Begin at the line below that contains "Where can the glowing". Repeat it and all remaining lines of the records exactly.

### [DATA LISTING]
# # #

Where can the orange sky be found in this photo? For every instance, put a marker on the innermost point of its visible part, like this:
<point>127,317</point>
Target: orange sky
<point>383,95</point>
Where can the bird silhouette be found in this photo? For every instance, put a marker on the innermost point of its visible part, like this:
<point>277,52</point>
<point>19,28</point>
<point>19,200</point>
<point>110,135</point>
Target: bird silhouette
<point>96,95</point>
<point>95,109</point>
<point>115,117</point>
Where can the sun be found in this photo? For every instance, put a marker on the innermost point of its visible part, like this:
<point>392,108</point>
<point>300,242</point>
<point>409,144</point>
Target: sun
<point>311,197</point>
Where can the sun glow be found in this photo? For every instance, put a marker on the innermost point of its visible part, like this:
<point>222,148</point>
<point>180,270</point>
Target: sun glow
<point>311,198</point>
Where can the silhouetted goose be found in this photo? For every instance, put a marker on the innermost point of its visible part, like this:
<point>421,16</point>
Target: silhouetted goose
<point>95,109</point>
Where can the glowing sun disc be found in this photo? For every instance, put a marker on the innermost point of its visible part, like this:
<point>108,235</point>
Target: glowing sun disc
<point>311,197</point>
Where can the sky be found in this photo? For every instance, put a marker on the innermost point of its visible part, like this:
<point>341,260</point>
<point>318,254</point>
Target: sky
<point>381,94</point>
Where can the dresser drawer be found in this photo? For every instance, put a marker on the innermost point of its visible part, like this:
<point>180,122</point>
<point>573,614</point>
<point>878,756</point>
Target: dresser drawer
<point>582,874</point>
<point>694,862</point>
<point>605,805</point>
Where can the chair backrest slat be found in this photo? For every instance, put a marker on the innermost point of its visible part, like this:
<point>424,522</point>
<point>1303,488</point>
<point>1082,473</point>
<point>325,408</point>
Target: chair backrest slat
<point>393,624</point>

# # #

### [FINISHED TASK]
Where can the glowing sun disc be found in this photo? For every instance, put a marker on the innermost point of its visible part, like this:
<point>108,235</point>
Target: glowing sun disc
<point>311,197</point>
Where can the sky be found in this photo? For every instance, put a marker on the innermost point of its visible part, like this:
<point>341,260</point>
<point>318,254</point>
Target: sky
<point>381,94</point>
Where can the dresser drawer be found in this photo? For every instance, put a marker on the innermost point of its visible part, like this:
<point>180,122</point>
<point>573,614</point>
<point>878,756</point>
Target: dresser drawer
<point>582,874</point>
<point>694,862</point>
<point>605,805</point>
Where can the chair backrest slat be found in this photo? For every instance, put a marker on the innermost point of its visible part, like this:
<point>424,522</point>
<point>1303,488</point>
<point>1082,473</point>
<point>325,408</point>
Target: chair backrest slat
<point>393,624</point>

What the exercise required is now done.